--- start of Records to use ---

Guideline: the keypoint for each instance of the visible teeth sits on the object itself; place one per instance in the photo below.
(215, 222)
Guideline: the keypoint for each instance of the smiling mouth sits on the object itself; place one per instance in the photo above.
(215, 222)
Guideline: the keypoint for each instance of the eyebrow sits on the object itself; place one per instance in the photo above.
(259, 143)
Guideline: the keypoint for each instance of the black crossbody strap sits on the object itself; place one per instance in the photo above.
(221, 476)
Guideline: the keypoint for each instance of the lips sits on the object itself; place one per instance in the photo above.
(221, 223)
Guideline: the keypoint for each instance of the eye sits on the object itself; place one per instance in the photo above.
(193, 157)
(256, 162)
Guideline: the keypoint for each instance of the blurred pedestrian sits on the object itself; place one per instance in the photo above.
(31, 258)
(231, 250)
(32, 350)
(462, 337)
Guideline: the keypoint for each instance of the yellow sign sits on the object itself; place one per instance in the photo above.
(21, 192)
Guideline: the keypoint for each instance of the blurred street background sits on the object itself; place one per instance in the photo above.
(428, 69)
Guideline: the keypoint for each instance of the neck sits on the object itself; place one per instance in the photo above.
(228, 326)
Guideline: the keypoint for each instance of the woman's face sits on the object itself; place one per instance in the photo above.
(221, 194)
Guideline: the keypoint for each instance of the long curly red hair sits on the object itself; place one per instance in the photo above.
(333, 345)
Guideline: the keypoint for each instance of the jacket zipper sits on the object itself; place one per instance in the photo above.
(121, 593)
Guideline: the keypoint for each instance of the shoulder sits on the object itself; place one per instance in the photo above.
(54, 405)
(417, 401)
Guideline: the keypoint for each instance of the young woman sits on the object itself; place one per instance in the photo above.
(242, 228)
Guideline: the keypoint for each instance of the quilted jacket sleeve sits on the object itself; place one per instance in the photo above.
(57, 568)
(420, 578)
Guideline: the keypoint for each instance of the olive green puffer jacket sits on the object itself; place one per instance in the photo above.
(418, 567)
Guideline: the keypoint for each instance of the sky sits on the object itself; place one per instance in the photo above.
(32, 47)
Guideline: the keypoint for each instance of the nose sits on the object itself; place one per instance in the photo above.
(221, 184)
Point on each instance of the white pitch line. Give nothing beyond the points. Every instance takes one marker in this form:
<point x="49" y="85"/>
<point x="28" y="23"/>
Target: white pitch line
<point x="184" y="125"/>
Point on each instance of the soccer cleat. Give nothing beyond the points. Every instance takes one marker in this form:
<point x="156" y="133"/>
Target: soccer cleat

--- end of Records to use ---

Your task: Reproduce the lines word for word, starting at the one holding "Guideline: the keypoint for each instance of the nose" and ending at the final line of the material above.

Solution to this problem:
Guideline: the keypoint for each instance of the nose sits on the object itself; place one per instance in the photo above.
(221, 184)
Point on each instance of the white pitch line. Give nothing beyond the points. Every instance takes one marker in this form:
<point x="49" y="85"/>
<point x="28" y="23"/>
Target: white pitch line
<point x="184" y="125"/>
Point on each instance of the soccer cleat. Give nothing beyond the points. Every instance takes one marker in this form:
<point x="156" y="133"/>
Target: soccer cleat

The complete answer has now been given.